Rewrite the records below as a JSON list of strings, with one string for each line and any blank lines dropped.

::: Provided records :::

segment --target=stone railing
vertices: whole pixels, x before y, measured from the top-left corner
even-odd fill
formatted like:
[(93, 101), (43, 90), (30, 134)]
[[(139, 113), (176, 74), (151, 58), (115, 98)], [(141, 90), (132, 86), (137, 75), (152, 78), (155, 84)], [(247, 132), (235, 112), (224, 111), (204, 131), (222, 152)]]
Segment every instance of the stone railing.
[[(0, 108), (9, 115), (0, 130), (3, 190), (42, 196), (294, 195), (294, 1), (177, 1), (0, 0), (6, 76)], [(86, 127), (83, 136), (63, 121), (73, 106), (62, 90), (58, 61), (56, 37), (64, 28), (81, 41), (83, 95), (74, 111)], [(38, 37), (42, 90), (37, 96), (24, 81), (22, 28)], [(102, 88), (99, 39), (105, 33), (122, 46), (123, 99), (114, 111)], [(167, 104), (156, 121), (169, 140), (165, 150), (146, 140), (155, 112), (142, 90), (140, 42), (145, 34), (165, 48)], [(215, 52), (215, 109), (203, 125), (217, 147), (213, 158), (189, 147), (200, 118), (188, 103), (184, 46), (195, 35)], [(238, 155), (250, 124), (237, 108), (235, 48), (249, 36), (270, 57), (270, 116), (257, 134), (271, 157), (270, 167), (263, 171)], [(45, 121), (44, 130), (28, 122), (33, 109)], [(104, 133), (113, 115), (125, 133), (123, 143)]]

:::

• **Result for this exercise**:
[
  "segment --target=stone railing",
  "vertices: whole pixels, x before y, measured from the top-left corner",
  "even-odd fill",
  "formatted like:",
  "[(93, 101), (43, 90), (30, 134)]",
  "[[(139, 113), (176, 74), (151, 58), (115, 98)], [(141, 90), (132, 86), (137, 75), (152, 78), (155, 84)], [(247, 132), (235, 112), (224, 111), (204, 131), (222, 152)]]",
  "Segment every instance of the stone railing.",
  "[[(0, 108), (9, 115), (0, 130), (3, 190), (42, 196), (294, 195), (294, 1), (177, 1), (0, 0), (6, 76)], [(86, 127), (83, 136), (63, 121), (73, 106), (62, 90), (58, 61), (56, 37), (64, 28), (81, 41), (83, 95), (74, 111)], [(38, 37), (42, 90), (37, 96), (24, 81), (22, 28)], [(102, 88), (99, 39), (105, 33), (122, 46), (123, 99), (114, 111)], [(167, 104), (156, 121), (169, 140), (165, 150), (146, 140), (155, 112), (142, 90), (140, 42), (145, 34), (165, 48)], [(215, 52), (215, 109), (203, 125), (217, 147), (213, 158), (189, 147), (200, 118), (188, 103), (184, 46), (195, 35)], [(238, 155), (250, 124), (237, 108), (235, 48), (249, 36), (270, 57), (270, 116), (257, 134), (271, 157), (270, 167), (263, 171)], [(45, 121), (44, 130), (28, 122), (33, 109)], [(104, 133), (113, 115), (125, 133), (123, 143)]]"
]